» Work to complete
Repeat precisely, and only, the lines between the line containing "Definition of the keypoint: for every instance of the yellow" and the end of the listing below, both ends included.

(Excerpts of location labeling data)
______
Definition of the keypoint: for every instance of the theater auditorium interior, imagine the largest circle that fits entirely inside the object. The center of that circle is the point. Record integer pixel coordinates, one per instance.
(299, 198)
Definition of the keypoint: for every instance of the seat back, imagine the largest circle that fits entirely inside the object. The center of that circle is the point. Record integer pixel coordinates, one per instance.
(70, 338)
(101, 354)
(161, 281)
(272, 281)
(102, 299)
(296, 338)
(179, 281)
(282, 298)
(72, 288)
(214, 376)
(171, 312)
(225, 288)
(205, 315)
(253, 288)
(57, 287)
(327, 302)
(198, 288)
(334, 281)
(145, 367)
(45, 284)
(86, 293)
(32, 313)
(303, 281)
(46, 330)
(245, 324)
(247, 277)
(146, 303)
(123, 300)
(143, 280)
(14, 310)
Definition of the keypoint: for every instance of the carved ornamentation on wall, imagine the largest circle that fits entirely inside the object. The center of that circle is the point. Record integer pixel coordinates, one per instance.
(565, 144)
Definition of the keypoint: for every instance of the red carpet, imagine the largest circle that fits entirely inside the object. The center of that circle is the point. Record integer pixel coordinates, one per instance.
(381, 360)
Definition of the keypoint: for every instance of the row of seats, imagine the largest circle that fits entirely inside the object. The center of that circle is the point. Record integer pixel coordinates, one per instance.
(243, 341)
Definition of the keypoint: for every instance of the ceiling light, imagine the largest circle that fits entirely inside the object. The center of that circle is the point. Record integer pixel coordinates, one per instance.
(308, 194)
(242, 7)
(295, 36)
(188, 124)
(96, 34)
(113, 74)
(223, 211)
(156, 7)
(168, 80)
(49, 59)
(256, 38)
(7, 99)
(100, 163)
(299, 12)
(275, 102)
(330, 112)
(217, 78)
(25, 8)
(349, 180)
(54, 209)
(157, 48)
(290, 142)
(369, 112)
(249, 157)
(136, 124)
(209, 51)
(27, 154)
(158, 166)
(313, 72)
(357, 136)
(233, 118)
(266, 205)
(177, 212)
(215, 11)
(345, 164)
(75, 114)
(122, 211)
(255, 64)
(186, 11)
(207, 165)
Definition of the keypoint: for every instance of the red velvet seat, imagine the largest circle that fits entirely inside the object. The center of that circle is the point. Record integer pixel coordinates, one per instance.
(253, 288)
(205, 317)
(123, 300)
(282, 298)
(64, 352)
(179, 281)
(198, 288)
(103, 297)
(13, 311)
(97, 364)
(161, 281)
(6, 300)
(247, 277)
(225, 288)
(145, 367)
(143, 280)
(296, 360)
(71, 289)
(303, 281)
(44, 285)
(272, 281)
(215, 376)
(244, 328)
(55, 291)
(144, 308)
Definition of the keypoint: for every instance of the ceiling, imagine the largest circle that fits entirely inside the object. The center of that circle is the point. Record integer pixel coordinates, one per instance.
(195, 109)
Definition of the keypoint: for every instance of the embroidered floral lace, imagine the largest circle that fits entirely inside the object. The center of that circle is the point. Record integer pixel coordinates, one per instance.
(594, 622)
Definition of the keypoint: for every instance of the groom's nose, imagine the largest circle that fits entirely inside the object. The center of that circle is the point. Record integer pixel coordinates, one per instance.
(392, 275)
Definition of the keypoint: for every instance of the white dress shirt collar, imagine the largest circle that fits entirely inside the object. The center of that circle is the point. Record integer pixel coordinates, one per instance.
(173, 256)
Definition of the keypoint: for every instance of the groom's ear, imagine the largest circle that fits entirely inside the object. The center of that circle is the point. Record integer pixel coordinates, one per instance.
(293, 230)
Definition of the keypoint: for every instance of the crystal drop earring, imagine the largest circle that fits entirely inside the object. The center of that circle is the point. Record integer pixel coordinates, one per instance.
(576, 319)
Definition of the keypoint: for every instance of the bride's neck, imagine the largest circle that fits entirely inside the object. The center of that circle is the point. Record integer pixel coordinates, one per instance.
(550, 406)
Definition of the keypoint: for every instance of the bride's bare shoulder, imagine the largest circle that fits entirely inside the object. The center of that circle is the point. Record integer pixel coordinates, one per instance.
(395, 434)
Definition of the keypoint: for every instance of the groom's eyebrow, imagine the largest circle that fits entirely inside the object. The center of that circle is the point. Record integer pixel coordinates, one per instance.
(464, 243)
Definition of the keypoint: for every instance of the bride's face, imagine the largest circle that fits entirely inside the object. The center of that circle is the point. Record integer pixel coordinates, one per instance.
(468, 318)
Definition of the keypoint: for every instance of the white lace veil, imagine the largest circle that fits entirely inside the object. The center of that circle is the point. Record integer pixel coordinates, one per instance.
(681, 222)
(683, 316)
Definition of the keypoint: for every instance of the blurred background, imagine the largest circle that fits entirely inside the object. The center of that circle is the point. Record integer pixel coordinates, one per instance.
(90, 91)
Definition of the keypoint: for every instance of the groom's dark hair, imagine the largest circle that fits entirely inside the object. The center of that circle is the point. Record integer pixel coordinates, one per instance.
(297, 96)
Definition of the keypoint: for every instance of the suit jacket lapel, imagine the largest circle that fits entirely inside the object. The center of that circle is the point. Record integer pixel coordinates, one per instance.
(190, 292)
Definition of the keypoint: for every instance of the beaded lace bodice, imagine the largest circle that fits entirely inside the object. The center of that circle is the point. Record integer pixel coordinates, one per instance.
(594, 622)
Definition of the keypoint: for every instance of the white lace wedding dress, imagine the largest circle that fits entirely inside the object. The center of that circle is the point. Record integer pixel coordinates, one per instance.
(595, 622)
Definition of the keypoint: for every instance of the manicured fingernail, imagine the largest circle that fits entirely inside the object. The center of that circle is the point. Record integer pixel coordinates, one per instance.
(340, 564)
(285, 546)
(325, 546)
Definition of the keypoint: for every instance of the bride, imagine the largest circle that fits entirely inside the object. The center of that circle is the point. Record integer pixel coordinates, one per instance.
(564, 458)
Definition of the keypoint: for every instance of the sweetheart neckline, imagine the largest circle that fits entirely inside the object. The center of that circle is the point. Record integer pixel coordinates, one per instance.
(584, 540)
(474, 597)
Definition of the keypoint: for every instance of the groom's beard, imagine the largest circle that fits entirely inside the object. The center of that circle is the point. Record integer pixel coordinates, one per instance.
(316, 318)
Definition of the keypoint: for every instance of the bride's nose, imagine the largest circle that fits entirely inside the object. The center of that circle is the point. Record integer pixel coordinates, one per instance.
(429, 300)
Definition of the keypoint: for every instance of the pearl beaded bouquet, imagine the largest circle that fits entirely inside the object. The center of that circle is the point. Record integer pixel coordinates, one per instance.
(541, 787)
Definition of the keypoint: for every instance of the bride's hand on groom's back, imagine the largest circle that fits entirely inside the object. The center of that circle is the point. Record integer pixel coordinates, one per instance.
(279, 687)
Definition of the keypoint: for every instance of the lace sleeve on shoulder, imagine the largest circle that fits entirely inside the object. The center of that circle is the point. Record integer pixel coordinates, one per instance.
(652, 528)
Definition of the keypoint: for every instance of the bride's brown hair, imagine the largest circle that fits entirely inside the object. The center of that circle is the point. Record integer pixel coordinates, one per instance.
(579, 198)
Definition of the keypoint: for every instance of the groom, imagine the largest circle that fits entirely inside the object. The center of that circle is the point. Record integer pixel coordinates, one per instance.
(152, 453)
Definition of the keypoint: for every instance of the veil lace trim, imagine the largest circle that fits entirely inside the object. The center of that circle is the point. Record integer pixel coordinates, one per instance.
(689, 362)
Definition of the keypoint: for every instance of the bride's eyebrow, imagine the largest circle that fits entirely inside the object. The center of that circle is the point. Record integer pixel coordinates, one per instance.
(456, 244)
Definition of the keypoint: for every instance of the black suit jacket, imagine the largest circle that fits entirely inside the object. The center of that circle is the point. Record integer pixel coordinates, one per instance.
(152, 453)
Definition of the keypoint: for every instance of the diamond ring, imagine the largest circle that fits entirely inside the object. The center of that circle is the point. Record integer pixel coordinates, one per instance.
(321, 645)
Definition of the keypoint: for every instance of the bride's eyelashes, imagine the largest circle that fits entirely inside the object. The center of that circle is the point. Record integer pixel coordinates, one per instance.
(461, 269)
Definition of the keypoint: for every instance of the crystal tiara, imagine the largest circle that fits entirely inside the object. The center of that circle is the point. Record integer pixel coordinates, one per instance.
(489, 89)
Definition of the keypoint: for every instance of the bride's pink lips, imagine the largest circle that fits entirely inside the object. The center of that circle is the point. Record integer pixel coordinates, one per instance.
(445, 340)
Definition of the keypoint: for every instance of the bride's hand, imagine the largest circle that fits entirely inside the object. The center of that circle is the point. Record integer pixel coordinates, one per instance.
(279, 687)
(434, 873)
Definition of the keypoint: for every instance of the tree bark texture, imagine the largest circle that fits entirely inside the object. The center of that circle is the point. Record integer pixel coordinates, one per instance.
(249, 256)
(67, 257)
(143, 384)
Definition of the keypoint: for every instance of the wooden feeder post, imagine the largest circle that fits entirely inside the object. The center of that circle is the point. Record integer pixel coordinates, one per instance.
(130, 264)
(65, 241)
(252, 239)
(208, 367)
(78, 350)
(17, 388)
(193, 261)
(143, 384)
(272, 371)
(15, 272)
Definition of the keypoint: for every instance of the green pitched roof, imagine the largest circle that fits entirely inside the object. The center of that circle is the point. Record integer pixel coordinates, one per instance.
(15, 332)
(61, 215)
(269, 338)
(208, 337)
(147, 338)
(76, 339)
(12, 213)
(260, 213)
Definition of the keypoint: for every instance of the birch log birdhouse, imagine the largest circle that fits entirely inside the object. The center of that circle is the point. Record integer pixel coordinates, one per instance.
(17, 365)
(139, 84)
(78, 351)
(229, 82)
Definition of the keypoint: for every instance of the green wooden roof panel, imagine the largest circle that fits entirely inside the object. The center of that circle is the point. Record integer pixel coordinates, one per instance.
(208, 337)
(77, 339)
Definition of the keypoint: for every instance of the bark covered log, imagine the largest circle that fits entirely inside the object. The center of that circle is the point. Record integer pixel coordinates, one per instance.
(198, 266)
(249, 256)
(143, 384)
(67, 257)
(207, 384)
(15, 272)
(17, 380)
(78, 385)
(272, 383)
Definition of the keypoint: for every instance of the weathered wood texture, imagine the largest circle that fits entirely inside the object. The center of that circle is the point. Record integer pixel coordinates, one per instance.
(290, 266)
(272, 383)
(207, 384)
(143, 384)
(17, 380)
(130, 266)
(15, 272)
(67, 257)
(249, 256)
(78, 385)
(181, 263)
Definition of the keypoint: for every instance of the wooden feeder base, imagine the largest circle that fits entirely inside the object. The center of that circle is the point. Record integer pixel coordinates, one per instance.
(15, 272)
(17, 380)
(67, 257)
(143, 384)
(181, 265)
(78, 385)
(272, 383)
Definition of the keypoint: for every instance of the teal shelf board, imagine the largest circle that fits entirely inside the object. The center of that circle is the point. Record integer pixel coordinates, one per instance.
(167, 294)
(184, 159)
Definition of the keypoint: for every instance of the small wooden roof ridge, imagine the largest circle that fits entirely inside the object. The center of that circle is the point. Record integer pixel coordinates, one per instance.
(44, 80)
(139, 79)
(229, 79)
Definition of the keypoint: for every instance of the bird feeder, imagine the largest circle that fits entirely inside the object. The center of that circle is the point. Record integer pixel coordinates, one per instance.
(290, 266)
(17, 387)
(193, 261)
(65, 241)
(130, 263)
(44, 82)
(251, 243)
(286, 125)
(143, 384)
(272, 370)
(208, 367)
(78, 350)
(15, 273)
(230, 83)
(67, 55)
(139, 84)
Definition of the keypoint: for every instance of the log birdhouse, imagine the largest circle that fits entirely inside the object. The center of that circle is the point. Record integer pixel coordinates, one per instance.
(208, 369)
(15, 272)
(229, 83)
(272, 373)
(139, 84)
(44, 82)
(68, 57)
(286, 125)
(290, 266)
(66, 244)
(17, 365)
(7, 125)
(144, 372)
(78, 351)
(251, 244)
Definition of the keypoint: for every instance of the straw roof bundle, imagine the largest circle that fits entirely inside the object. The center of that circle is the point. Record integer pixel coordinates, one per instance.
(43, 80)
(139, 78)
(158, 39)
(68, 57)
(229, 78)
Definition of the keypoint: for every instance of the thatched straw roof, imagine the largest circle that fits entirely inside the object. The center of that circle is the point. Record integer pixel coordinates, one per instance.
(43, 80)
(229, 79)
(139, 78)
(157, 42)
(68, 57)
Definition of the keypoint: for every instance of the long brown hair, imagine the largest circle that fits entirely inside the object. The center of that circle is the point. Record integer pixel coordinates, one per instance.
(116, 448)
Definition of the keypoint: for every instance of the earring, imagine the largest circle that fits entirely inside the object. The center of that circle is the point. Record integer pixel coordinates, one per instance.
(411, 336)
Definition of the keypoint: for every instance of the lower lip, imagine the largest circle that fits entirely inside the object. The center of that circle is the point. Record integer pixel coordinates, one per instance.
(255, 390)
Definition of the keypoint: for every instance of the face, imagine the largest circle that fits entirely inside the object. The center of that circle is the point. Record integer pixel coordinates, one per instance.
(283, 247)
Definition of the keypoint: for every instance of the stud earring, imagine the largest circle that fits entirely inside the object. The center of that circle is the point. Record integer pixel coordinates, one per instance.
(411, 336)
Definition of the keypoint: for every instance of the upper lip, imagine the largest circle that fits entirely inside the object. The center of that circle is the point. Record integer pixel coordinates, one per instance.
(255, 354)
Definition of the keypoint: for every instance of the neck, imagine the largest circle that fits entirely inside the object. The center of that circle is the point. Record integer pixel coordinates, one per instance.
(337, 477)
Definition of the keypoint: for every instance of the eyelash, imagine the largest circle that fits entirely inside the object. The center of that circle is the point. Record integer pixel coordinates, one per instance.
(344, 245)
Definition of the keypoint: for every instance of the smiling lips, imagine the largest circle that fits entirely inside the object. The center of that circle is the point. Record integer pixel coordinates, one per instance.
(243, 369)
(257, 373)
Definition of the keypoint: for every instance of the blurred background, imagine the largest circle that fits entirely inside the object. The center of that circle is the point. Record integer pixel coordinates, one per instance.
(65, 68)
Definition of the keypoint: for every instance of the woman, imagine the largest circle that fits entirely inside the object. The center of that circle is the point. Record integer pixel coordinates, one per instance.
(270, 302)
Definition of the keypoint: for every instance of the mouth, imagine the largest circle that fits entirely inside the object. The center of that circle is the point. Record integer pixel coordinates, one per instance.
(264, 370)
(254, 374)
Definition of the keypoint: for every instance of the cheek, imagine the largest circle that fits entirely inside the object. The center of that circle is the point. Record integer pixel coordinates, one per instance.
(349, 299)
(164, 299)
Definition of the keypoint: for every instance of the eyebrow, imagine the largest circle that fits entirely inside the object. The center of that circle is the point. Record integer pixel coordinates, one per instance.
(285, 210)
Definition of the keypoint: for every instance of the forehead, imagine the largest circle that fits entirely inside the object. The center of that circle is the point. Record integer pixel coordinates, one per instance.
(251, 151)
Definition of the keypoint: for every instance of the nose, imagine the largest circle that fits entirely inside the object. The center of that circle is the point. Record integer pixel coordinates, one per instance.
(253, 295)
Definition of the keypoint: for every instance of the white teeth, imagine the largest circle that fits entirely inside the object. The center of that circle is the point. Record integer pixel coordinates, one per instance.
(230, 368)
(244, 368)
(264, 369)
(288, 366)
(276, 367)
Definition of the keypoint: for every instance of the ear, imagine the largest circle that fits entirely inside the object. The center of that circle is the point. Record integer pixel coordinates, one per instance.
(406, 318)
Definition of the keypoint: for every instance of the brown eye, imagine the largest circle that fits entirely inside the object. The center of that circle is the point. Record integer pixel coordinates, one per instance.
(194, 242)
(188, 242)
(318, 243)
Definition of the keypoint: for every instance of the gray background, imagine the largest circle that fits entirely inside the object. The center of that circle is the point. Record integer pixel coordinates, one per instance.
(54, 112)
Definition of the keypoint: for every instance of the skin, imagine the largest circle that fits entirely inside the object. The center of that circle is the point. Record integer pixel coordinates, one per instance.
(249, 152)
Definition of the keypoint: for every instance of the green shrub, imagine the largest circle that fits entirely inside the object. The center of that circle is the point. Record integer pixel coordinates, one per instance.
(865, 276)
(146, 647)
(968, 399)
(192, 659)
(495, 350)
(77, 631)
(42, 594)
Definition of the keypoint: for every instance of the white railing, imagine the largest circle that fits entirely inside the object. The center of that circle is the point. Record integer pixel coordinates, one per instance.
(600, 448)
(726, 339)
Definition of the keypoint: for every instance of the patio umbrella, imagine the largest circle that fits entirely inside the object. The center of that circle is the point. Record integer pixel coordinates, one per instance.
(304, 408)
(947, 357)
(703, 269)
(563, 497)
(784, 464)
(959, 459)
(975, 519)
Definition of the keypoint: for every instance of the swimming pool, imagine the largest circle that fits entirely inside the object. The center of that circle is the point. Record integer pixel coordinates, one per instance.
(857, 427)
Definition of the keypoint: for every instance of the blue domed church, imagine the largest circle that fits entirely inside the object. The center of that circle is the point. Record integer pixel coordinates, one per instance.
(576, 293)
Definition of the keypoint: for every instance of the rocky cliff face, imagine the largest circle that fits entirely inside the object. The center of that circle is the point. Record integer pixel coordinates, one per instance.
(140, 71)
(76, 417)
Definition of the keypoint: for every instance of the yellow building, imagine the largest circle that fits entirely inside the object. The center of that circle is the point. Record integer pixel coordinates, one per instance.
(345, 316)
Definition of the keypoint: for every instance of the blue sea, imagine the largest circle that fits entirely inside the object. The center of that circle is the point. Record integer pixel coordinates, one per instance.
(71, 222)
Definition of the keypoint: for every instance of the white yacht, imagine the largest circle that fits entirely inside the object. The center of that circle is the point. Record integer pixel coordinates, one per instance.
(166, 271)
______
» Exercise output
Definition of the keypoint: for every instance of the yellow building, imagine the largest circle that fits entirely inside the object. The center of that circle is the point. Record integer pixel coordinates, one per instance.
(345, 316)
Definition of the keypoint: for every instance of the blue sea, imagine the largest circle that fits entirely inside the object. The center of that circle is the point. Record integer pixel coordinates, one per instance.
(71, 222)
Definition of the keypoint: for every instance of the white yacht, imagine the largest circle that fits entirely inside the object. The center of that circle is the point. Record integer pixel coordinates, one per instance.
(166, 271)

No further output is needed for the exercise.